__Extrait__:

=====

L’ombre d’un piano qui s’éloigne lentement au sol. Rayons de soleil et rayons de roues s’alignent. Il est midi.
4h et l’équivalent de 800kilos liés à la ficelle – composés de 13 vélos, 2 trottinettes et 2 pianos, 4 cymbales, 1guitare, 2 accordéons, un condor rouge et or de papier, 2 tambours, quelques roues et une banderole – plus tard, on hisse enfin haut la voilure de FestiFaï suspendue au bras-grue du camion de Michel, charpentier et envoleur de pianos de son état.
Philippe : « J’aime bien regarder le Tour de France, mais seulement à l’ombre d’un piano »
La Caravane passe et on n’crie pas, on lève les bras pour la lessive Xtra
On aurait presque envie de chanter « Tu t’envoles » de Peter Pan, mais les p’tits hommes verts de PMU montés sur faux canassons auraient peut-être été vexés qu’on leur pique leur couleur, allez savoir…Il est 14h maintenant et la Caravane passe avec acclamations : sur la route, le spectacle commence enfin.
Monte décrocher le Soleil,
Rêve dans un demi-sommeil,
Tourne, tourne dans le vent,
Surplombant la planète argent,
Décolle et batifole,
Tu t’envoles, Tu t’envoles, Tu t’envoles
[Tu t’envoles- Peter Pan, adaptation spéciale Tour de France/FestiFaï]
Pendant plus de 30 minutes on collecte saucisson, lessive, chapeaux, porte-clefs, madeleines, bonbons, journaux, sirop, choses non identifiables au son de « give me everything tonigth » et « ils m’entraîneeent au bout de la nuit, les démons de minuit » (ah la bicyclette d’Yves Montand est décidément bien loin)… Entre cochonou et courtepaille, le ministère de l’intérieur en voitures de police nous fait même un p’tit coucou. La récolte est en tous les cas fructueuse, mais toujours point de deux roues à l’horizon, ni d’ailleurs de caméra…
« il vous aurait fallu un gros logo PMU et c’était bon » (Hugo)
Certains chars s’arrêtent tout de même entre deux lancers de madeleine ou de lessive dont Courtepaille qui nous gratifie d’un « ça fait plaisir de voir les artistes qui s’impliquent aussi » ou de Belin « Et regardez l’architecture, c’est sublime, allez les Veynois tous les mains en l’air ! ». Et de repartir de plus belle : « give me everything tounaïite ».

=====

__Données recueillies__:
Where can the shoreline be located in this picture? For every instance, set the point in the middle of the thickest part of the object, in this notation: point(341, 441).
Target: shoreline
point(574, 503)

=====

__Travail demandé__:
1 > Indiquez si chacune des affirmations suivantes concorde avec l’extrait sur le passage de la Caravane du Tour de France. Répondez par oui ou par non et citez les mots de l’extrait qui tranchent. (a) La voilure de FestiFaï est suspendue au bras-grue du camion de Michel. (b) La Caravane passe à midi. (c) Une caméra est visible pendant la collecte.
2 > D’après l’extrait sur le passage de la Caravane du Tour de France, combien de temps dure la collecte d’objets ?
3 > Poursuivez l’extrait sur le passage de la Caravane du Tour de France à partir de sa dernière phrase.
Les lignes n’ont aucun rôle dans ce travail.

__Réponses par consigne__:
1 >
(a) Oui : « suspendue au bras-grue du camion de Michel ».
(b) Non : « Il est 14h maintenant et la Caravane passe avec acclamations ».
(c) Non : « ni d’ailleurs de caméra ».

2 > Plus de 30 minutes.

3 >
Du grand spectacle, on vous dit.
Les trains, les sons et les couleurs se répondent : nouvelles correspondances
Et les coureurs dans tout ça? Les trains défilent, mais niveau vélo c’est toujours zéro. Heureusement une équipe de volontaires descendue en renfort de la Ferme du Faï –haut-lieu du festival- nous chauffe le public au son d’une composition percu déchaînée…
Et là, enfin ! Le peloton débarque : c’est joli avec la vitesse ça fait l’effet d’un tableau impressionniste. D’ailleurs 2 secondes plus tard, notre œil est rendu au gris du bitume et au bleu du ciel. Quinze minutes après, on a le droit à deux secondes de bonus roulant. Et puis, plus rien.
La route vide, grand désert sous le chaud soleil des Hautes-Alpes, semble soudain nous faire signe : c’est qu’il est temps d’aller boire une bière bien fraîche au Pmu du coin se remettre de ces émotions sportives !
FestiFaï pendant ce temps ne chôme pas et descend sa voile : elle se lèvera mardi prochain sur une véritable embarcation cette fois, le piano flottant de Voël et une envolée d’émotions quelque peu plus musicales…
Remerciements éternels à Véronique O., qui d’un mot a fait naître cette idée de bric-et-de broc et tout à fait « sublime » (Belin).